(Referring expression pointing data)

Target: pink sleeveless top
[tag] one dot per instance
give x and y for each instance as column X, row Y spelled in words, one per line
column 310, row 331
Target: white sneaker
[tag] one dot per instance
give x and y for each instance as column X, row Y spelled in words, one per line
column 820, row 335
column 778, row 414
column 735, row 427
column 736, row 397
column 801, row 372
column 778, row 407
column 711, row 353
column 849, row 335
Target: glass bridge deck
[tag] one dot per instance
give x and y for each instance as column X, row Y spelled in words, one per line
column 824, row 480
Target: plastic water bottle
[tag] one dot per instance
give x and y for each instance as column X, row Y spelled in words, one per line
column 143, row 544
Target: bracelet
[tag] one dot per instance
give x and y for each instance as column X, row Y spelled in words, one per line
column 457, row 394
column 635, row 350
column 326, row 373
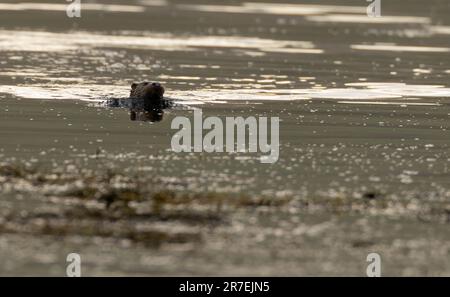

Task requirements: The reply must consist of the records, repeated exactly, minus any images.

Result of this exercise:
Target: pink sleeveless top
[tag] one dot per instance
give x and y for each instance as column X, row Y spelled in words, one per line
column 310, row 331
Target: white sneaker
[tag] one dot per instance
give x and y for each instance as column X, row Y spelled in words, one per line
column 820, row 335
column 778, row 414
column 735, row 427
column 736, row 397
column 801, row 372
column 778, row 407
column 711, row 353
column 849, row 335
Target: glass bridge deck
[tag] one dot per instance
give x and y for each instance as column X, row Y spelled in words, one per line
column 824, row 480
Target: plastic water bottle
[tag] one dot per instance
give x and y for each instance as column X, row Y spelled in words, one per line
column 143, row 544
Target: bracelet
[tag] one dot per instance
give x and y for each instance as column X, row Y spelled in words, one per line
column 457, row 394
column 635, row 350
column 326, row 373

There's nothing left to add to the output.